Mathematics

# Let $\displaystyle f\left ( x \right )=\frac{\sin 2x \cdot \sin \left ( \dfrac{\pi }{2}\cos x \right )}{2x-\pi }$Then answer the following question.$\displaystyle \int_{0}^{\pi }x^{2}f\left ( x \right )dx$

##### ANSWER

$\displaystyle \frac{8}{\pi }$

##### SOLUTION
Since $\displaystyle \int_{0}^{\pi }f\left ( x \right )dx=\displaystyle \int_{0}^{\pi /2}\left ( f\left ( x \right )+f\left ( \pi -x \right ) \right )dx$

$\therefore$   $\displaystyle \int x^{2}f\left ( x \right )dx=\pi \displaystyle \int_{0}^{\pi /2}\sin 2x\sin \left ( \frac{\pi }{2}\cos x \right )dx$

$\displaystyle =2\pi \displaystyle \int_{0}^{1}t\sin \left ( \frac{\pi }{2}t \right )dx$ (putting $\cos x=t$)

* [TASK STATEMENT]:
Please answer these questions about the calculus problem above:
1. What value does the answer section give?
2. What substitution does the solution use?
3. In the solution's first identity, what is the upper limit of the integral on the right side?

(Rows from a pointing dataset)
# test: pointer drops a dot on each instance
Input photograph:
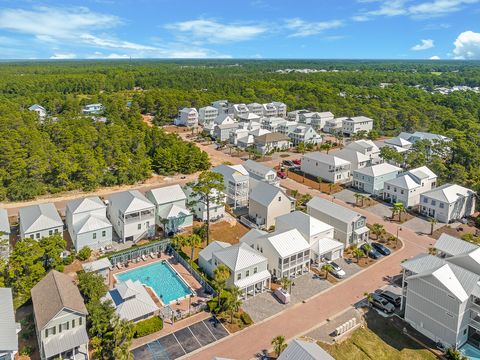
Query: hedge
(148, 326)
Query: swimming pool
(162, 278)
(470, 351)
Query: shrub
(84, 253)
(246, 319)
(148, 326)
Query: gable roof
(8, 327)
(39, 217)
(86, 204)
(131, 200)
(167, 194)
(239, 256)
(52, 294)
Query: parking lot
(182, 342)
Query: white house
(38, 221)
(187, 117)
(60, 318)
(349, 226)
(288, 252)
(236, 182)
(132, 301)
(248, 268)
(371, 179)
(356, 159)
(207, 115)
(8, 327)
(87, 223)
(305, 134)
(266, 202)
(40, 110)
(356, 124)
(132, 215)
(407, 187)
(326, 166)
(172, 214)
(261, 172)
(448, 203)
(92, 109)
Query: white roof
(91, 223)
(39, 217)
(4, 224)
(207, 252)
(129, 201)
(448, 193)
(100, 264)
(86, 204)
(239, 256)
(304, 350)
(168, 194)
(288, 242)
(306, 224)
(326, 158)
(378, 170)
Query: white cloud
(424, 45)
(302, 28)
(59, 56)
(467, 46)
(211, 31)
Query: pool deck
(182, 305)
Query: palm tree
(220, 276)
(279, 344)
(327, 268)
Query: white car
(337, 270)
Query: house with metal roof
(406, 188)
(447, 203)
(266, 202)
(329, 167)
(132, 215)
(132, 301)
(236, 182)
(248, 268)
(304, 350)
(371, 179)
(60, 318)
(349, 226)
(441, 294)
(39, 221)
(87, 223)
(9, 329)
(172, 214)
(288, 252)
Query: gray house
(349, 226)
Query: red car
(281, 175)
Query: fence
(191, 270)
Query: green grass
(365, 344)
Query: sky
(249, 29)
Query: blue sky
(367, 29)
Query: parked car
(281, 175)
(373, 254)
(392, 298)
(337, 271)
(381, 248)
(382, 304)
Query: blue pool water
(470, 351)
(166, 283)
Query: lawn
(381, 341)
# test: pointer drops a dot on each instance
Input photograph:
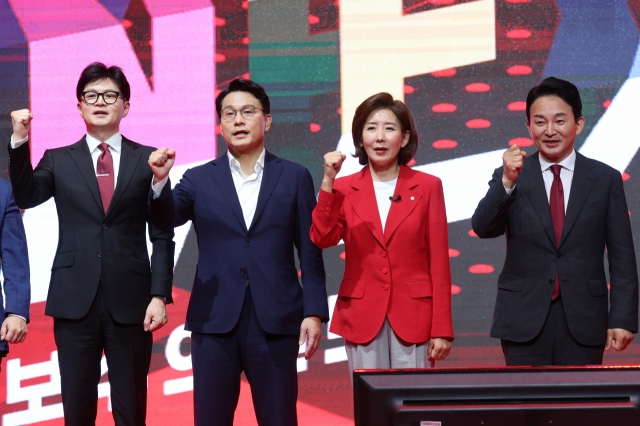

* [OUTPUT BELOW]:
1. 8/π
2. cos x = t
3. π/2